-- Begin --

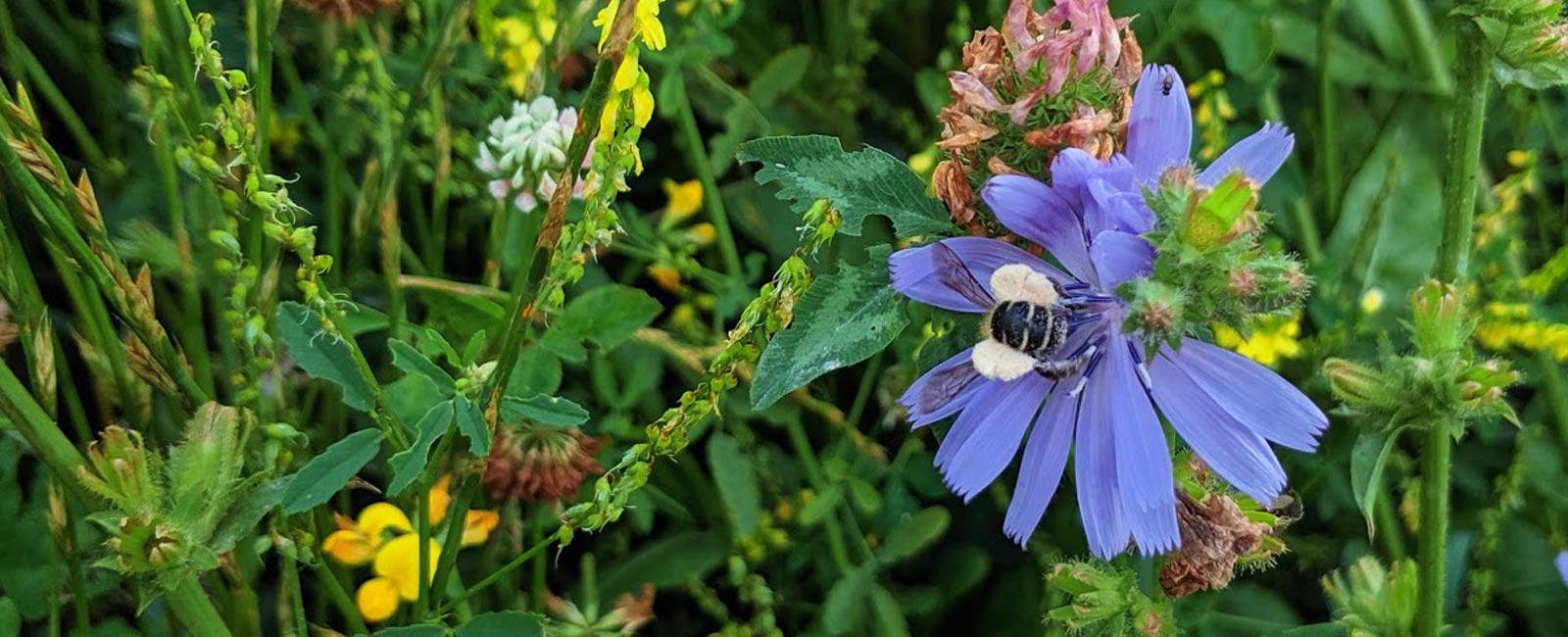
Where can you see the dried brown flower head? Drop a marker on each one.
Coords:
(347, 10)
(540, 464)
(1214, 534)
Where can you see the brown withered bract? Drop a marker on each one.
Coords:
(540, 464)
(1214, 534)
(347, 10)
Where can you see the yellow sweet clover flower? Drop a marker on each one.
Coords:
(1371, 300)
(686, 200)
(1214, 110)
(1272, 338)
(384, 538)
(357, 542)
(645, 23)
(522, 43)
(1510, 325)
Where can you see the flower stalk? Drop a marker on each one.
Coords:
(1458, 209)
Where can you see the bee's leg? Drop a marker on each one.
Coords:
(1065, 368)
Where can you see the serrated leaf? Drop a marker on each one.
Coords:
(506, 623)
(410, 464)
(914, 534)
(841, 320)
(736, 482)
(604, 316)
(472, 425)
(321, 355)
(890, 616)
(846, 603)
(410, 360)
(859, 184)
(329, 471)
(546, 410)
(413, 631)
(247, 514)
(1368, 460)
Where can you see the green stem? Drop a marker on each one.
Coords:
(1458, 211)
(41, 432)
(697, 153)
(527, 281)
(499, 573)
(1418, 28)
(195, 611)
(1329, 135)
(339, 597)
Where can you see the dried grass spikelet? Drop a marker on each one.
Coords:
(347, 10)
(1214, 534)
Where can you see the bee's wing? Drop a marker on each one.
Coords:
(956, 274)
(946, 385)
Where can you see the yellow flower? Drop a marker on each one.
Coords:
(1371, 300)
(1272, 338)
(686, 200)
(645, 23)
(357, 542)
(522, 44)
(376, 600)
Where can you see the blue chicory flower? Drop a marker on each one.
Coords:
(1562, 566)
(1090, 219)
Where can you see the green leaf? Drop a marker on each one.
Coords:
(472, 425)
(247, 514)
(537, 372)
(820, 506)
(914, 534)
(841, 320)
(890, 616)
(407, 358)
(10, 620)
(413, 631)
(736, 480)
(546, 410)
(321, 355)
(859, 184)
(604, 316)
(326, 472)
(666, 562)
(1366, 471)
(506, 623)
(410, 464)
(846, 603)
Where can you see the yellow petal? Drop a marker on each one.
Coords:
(381, 516)
(349, 546)
(399, 561)
(376, 600)
(477, 526)
(439, 499)
(642, 102)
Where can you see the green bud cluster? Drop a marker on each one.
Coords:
(1529, 38)
(768, 313)
(1104, 600)
(1440, 383)
(1211, 266)
(1372, 601)
(164, 514)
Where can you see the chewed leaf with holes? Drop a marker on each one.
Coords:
(321, 355)
(841, 320)
(859, 184)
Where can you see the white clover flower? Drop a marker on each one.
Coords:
(524, 149)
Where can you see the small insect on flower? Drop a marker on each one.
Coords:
(1098, 389)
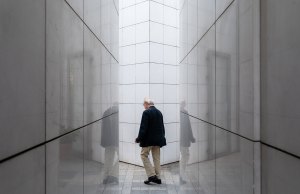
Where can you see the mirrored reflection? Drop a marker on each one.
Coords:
(64, 164)
(110, 142)
(234, 163)
(101, 158)
(186, 138)
(197, 155)
(64, 48)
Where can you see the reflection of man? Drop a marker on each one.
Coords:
(110, 141)
(151, 138)
(186, 137)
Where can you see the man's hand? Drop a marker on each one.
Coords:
(137, 140)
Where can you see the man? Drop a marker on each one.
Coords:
(151, 138)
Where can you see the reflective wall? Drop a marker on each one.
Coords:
(280, 48)
(219, 96)
(148, 68)
(59, 102)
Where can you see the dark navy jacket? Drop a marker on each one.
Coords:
(152, 130)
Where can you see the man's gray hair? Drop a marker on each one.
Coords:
(148, 101)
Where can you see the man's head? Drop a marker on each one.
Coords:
(147, 103)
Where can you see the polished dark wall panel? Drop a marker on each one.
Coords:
(58, 80)
(22, 75)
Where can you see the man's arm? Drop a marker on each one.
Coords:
(143, 128)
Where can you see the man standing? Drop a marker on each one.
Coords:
(151, 138)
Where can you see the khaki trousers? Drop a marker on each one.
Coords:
(155, 151)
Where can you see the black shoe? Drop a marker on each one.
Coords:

-- End --

*What to work on*
Rewrite the records with every "Drop a marker" changed to "Place a pin" and nothing else altered, leaving out the pictures.

*Result of the exercise*
Where can you see the dried brown flower head? Place a pin on each one.
Coords:
(347, 10)
(540, 464)
(1214, 534)
Where can you see the brown withered bract? Place a pin on each one.
Coords:
(540, 464)
(1214, 534)
(347, 10)
Where can you see the yellow sweet clover flower? Place a pin on each one.
Coords:
(1371, 300)
(686, 200)
(1214, 110)
(1272, 338)
(384, 538)
(357, 542)
(645, 23)
(522, 43)
(1510, 325)
Where can you see the flower stalk? Place a pin on each one.
Coords:
(1458, 209)
Where can you see the bee's leg? Place a pin on each one.
Coords:
(1065, 368)
Where can you see the serrated leaf? Place a pin on each one.
Coords:
(506, 623)
(410, 464)
(914, 534)
(841, 320)
(736, 482)
(604, 316)
(472, 425)
(321, 355)
(890, 616)
(846, 603)
(410, 360)
(859, 184)
(329, 471)
(546, 410)
(413, 631)
(247, 514)
(1368, 460)
Where can you see the green stem? Place a pin on each one.
Coords:
(1458, 211)
(41, 432)
(697, 153)
(527, 281)
(499, 573)
(1418, 28)
(195, 611)
(1329, 135)
(339, 597)
Where can you see the dried grass spikelet? Place a pin on each one.
Coords:
(347, 10)
(1214, 534)
Where can you see the bee's wing? Place a pin on each one.
Coords:
(956, 274)
(946, 385)
Where can you see the yellow flower? Place a pin on each one.
Coords:
(1371, 300)
(1272, 338)
(686, 200)
(645, 23)
(357, 542)
(522, 44)
(376, 600)
Where can you see the blue chicory flower? Place a pin on each one.
Coords:
(1562, 566)
(1090, 219)
Where can you see the green leaf? Place a pin on each one.
Coords:
(472, 425)
(247, 514)
(537, 372)
(820, 506)
(914, 534)
(841, 320)
(890, 616)
(407, 358)
(10, 620)
(413, 631)
(736, 480)
(546, 410)
(321, 355)
(859, 184)
(604, 316)
(326, 472)
(666, 562)
(1366, 471)
(506, 623)
(410, 464)
(846, 603)
Where can you see the yellow petal? Place a pin on each one.
Coords:
(381, 516)
(349, 546)
(399, 561)
(376, 600)
(477, 526)
(439, 499)
(642, 102)
Where can you see the green bud cluster? Place a pin on each one.
Coords:
(1529, 38)
(768, 313)
(1104, 600)
(1440, 383)
(1211, 266)
(1372, 601)
(164, 514)
Where can you see the chewed leaf with holes? Place a pin on each one.
Coords:
(321, 355)
(841, 320)
(859, 184)
Where can you see the white clover flower? Place a pin on each one.
Coords:
(524, 149)
Where can you see the small insect on flower? Place a pin on each one.
Coords:
(1098, 389)
Where can you see the mirrored reflection? Place a pin on each one.
Coords:
(64, 164)
(110, 142)
(234, 163)
(101, 158)
(186, 138)
(197, 155)
(64, 48)
Where can you see the reflection of man? Place a pin on each one.
Coords:
(110, 141)
(151, 138)
(186, 137)
Where can you see the man's hand? Place a pin on each one.
Coords:
(137, 140)
Where can you see the man? Place a pin on each one.
Coords:
(151, 138)
Where can you see the reflective wall? Place a pin on each one.
Coords:
(280, 48)
(219, 96)
(148, 68)
(59, 102)
Where can you see the dark navy jacket? Place a pin on each one.
Coords:
(152, 130)
Where can you see the man's gray hair? Place a pin on each one.
Coords:
(148, 101)
Where can you see the man's head? Place a pin on each one.
Coords:
(147, 103)
Where can you see the polished dark wall panel? Place a pin on each one.
Coords:
(58, 80)
(22, 75)
Where can you see the man's arm? Place a pin on each one.
Coords:
(143, 128)
Where can you see the man standing? Place a pin on each one.
Coords:
(151, 138)
Where can you see the khaki trousers? Place a pin on each one.
Coords:
(155, 151)
Where can you see the black shoe? Place a pin on each one.
Coords:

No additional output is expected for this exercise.